● **What to produce**:
In the article about Tammy Baldwin's visit to UW-Madison, where did her grandfather work for decades?
─── Text provided
Tammy Baldwin readily admits she has a soft spot for academic researchers and the federal dollars that often help to support them. Her grandfather was a UW-Madison biochemist who worked at the Institute for Enzyme Research for decades.
So it’s no surprise that Wisconsin’s first-term U.S. senator would spend time thinking about how her work on Senate committees dealing with health, education, energy and homeland security might intersect with academic researchers — and the ideas they often bring to the marketplace.
That was the theme of Baldwin’s visit to the UW-Madison campus and University Research Park during a broader state swing tied to the Senate’s August break. It provided a revealing glimpse at some of the challenges facing academic research, and its valuable byproducts, in an era of federal spending cuts.
A meeting with the scientific and business team of Isomark at the Wisconsin Institutes for Discovery was a case study of how basic research can blossom into technologies that can be used to diagnose and treat human health problems, if only the support is there long enough to get the idea to market maturity.
──────
─── Dataset excerpts
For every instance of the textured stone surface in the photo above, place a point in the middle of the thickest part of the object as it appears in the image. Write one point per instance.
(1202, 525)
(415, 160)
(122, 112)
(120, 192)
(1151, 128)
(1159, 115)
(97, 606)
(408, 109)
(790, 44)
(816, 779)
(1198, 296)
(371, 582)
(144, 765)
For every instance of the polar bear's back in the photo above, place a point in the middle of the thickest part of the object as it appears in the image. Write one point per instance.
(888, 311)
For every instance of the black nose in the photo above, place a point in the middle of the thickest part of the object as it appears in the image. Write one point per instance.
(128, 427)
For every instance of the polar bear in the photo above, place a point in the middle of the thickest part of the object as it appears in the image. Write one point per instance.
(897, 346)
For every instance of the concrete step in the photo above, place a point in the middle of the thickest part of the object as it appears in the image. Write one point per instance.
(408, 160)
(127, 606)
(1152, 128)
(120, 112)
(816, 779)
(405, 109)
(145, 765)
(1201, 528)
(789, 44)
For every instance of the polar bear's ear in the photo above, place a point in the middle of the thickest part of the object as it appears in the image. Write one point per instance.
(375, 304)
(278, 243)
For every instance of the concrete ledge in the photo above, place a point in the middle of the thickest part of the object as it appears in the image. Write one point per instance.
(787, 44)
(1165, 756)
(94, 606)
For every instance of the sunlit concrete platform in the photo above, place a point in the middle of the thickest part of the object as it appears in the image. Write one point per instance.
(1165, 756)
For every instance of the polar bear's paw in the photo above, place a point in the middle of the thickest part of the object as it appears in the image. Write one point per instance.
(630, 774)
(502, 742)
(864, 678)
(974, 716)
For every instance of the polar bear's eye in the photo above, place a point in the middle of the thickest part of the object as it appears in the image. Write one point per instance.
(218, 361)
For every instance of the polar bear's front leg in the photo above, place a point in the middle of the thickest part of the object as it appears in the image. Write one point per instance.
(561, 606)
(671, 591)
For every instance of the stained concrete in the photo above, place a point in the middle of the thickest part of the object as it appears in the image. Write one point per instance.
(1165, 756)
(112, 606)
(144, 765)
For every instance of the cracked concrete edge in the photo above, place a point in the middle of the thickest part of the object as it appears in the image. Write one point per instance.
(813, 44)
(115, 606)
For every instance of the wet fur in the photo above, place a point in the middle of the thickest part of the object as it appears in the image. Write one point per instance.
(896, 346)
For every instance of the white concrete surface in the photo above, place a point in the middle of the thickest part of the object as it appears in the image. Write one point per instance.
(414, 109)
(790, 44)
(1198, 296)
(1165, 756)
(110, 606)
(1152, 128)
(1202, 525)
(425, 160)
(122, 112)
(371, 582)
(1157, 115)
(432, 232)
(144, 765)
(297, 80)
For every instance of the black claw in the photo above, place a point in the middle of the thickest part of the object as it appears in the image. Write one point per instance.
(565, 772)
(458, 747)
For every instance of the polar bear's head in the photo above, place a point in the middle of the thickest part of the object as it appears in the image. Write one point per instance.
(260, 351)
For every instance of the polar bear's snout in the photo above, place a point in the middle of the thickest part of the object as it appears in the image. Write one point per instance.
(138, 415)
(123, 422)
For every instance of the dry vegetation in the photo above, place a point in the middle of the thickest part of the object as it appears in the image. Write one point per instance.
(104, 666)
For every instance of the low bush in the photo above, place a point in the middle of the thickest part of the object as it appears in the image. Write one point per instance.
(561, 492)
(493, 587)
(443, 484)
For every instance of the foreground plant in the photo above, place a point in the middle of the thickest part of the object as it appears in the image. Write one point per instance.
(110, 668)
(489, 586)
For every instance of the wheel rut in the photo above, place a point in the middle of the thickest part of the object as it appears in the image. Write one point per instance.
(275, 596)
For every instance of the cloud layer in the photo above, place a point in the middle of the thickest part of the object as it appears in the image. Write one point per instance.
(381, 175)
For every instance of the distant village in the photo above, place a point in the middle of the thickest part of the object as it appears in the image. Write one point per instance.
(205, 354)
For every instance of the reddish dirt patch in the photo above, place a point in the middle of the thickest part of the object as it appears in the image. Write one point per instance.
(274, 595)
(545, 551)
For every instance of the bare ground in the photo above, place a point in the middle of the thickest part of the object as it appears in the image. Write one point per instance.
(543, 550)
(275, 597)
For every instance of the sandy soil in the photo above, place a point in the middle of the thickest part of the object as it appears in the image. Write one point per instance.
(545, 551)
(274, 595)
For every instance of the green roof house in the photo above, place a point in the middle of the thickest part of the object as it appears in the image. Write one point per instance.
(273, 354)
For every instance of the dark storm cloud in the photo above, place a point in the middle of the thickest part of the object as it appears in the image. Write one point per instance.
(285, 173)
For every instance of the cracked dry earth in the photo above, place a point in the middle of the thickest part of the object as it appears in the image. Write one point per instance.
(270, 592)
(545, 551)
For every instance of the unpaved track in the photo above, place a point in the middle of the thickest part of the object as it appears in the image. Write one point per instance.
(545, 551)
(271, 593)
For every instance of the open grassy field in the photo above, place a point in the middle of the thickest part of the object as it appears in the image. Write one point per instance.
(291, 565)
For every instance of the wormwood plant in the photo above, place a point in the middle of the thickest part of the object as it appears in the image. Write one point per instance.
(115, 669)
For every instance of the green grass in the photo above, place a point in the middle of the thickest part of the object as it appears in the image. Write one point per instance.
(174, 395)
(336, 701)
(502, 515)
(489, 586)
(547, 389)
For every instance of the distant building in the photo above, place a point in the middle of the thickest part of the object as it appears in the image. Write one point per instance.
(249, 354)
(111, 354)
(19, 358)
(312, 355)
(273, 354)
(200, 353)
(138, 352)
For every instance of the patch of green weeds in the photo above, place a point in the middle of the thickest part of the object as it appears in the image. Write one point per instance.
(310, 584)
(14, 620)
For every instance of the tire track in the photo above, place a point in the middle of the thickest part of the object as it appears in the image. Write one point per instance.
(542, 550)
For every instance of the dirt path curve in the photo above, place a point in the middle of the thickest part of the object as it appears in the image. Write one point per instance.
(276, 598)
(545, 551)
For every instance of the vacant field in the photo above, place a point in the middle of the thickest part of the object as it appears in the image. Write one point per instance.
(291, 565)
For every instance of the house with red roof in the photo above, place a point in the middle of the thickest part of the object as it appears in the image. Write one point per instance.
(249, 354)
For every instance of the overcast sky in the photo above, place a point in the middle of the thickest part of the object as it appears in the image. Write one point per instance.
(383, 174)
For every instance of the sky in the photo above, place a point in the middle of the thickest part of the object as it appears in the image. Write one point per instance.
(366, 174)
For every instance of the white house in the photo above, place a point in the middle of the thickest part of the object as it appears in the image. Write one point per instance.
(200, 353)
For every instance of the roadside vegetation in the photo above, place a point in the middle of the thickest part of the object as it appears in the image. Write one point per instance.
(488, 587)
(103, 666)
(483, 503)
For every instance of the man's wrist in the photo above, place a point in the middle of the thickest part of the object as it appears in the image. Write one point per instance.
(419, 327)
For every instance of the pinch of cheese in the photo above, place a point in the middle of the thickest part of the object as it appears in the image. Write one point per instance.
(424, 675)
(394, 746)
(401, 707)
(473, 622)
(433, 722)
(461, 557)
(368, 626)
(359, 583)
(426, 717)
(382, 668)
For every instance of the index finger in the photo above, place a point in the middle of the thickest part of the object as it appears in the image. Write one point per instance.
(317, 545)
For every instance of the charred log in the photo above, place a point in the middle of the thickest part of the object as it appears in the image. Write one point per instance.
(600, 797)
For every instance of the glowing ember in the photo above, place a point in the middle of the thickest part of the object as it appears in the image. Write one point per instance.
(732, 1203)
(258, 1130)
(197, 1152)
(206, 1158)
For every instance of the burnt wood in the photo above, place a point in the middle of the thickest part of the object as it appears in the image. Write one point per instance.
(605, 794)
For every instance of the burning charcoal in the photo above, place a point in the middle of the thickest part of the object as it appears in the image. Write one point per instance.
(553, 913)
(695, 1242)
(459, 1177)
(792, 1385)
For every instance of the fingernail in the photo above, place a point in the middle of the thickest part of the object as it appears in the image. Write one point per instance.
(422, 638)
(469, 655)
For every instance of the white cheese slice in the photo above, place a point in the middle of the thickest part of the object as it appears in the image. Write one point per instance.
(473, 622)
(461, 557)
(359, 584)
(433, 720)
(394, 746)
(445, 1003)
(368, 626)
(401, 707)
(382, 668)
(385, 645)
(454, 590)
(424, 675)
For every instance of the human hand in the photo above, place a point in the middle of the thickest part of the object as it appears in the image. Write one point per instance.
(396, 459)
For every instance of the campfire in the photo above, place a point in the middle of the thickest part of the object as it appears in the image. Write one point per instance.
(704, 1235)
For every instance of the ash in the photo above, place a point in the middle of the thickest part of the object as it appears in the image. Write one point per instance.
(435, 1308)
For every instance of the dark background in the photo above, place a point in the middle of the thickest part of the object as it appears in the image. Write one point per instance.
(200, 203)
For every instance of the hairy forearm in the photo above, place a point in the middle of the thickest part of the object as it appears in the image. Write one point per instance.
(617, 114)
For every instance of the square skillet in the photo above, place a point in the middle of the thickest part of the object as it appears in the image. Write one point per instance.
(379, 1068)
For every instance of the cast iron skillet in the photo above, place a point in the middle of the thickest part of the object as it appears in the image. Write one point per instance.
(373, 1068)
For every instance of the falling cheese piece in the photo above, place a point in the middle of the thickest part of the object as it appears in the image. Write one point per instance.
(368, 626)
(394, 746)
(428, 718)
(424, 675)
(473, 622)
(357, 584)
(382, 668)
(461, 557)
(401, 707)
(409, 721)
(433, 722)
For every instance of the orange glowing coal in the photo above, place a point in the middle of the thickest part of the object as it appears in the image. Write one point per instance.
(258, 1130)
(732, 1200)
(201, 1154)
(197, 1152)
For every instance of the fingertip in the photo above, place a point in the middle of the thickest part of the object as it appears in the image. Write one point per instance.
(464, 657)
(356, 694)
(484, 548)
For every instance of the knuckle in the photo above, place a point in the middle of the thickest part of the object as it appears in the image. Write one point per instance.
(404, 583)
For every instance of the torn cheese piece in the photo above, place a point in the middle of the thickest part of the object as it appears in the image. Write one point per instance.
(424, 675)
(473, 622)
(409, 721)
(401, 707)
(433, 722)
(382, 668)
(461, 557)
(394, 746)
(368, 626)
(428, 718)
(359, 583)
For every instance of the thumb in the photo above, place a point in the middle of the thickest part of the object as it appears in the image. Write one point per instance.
──────
● **Result of this task**:
At the Institute for Enzyme Research, as a UW-Madison biochemist.